## EXERCISE MATERIALS
-.-.-
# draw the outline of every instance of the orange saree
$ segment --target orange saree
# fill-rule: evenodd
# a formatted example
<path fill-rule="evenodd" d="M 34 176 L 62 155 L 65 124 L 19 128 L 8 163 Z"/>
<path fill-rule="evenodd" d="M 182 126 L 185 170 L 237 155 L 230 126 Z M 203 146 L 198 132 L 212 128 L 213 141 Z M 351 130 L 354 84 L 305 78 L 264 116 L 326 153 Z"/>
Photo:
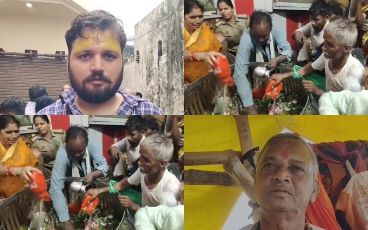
-.-.-
## EXERCISE
Copy out every line from the material above where the string "saree" turns up.

## WRITTEN ANSWER
# draw the outline of every instance of the orange saree
$ segment --target orange saree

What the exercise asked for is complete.